Assigned task:
Please reproduce every record, keeping each one exactly as written.

Data listing:

◆ ◆ ◆ ◆ ◆ ◆ ◆

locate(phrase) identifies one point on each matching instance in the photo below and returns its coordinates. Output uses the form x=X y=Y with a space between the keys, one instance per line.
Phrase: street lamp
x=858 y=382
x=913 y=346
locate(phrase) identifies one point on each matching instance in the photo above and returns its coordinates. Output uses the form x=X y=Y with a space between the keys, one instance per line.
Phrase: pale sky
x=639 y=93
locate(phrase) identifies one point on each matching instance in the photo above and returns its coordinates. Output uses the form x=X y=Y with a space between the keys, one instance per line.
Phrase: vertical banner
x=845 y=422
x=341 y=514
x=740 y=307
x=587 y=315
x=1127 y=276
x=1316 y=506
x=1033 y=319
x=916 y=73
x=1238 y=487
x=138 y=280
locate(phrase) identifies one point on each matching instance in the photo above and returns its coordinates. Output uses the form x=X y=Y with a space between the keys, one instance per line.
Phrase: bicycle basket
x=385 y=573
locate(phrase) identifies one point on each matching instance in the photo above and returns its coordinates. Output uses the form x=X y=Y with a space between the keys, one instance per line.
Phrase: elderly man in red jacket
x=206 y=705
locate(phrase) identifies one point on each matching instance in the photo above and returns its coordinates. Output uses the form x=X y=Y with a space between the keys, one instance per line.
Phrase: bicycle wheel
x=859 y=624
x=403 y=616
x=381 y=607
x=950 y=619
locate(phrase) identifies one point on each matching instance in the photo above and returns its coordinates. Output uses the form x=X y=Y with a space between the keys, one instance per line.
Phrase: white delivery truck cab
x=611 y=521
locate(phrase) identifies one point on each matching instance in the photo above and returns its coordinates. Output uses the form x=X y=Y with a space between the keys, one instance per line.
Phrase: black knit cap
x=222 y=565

◆ ◆ ◆ ◆ ◆ ◆ ◆

Finished exercise:
locate(phrase) identifies one point on each matching instance in the photo below and returns its coordinates. Output uses the form x=X y=Y with a space between the keys, one instance per line.
Phrase: street lamp
x=858 y=382
x=913 y=346
locate(phrase) identifies one point on each matching instance in the photo above and returns its coordinates. Output uses the form x=X y=Y with a space between the keys, one instance per line.
Phrase: pale sky
x=639 y=93
locate(phrase) identifies one point on each matching instance in the photo above and returns its coordinates. Output uses the form x=X y=Y with a space between the keys, one instance per line.
Phrase: vertical banner
x=845 y=422
x=341 y=514
x=740 y=307
x=587 y=315
x=1127 y=276
x=1316 y=506
x=1033 y=319
x=916 y=73
x=1238 y=487
x=138 y=280
locate(phrase) identifies one point on each matching instance in the photo above and returns its coordinates. Output uses the form x=X y=Y with a space between the keys, one instance per line.
Phrase: bicycle basket
x=385 y=573
locate(phrase) identifies one point on each matching instance in the photo above and returns its coordinates. Output uses the form x=X y=Y with a space between the keys, one instance per line.
Phrase: elderly man in red jacket
x=206 y=705
locate(phrase) identifies one point on each matching instance in the photo above and returns its coordinates. Output uses the form x=X y=Y with a space between the keys, one instance per line.
Phrase: bicycle wheel
x=859 y=624
x=403 y=616
x=381 y=607
x=950 y=619
locate(phrase) identifies one point on each matching instance in the photo above and returns its coordinates. Output uses the form x=X y=Y with a space between the keys, one instance per line.
Phrase: white delivery truck cab
x=611 y=521
locate(phrase) identifies one point on each matching instance in the photo above and returns its coordinates. Output uses the form x=X y=Y with a space between the keys, one instance per line.
Phrase: black knit cap
x=222 y=565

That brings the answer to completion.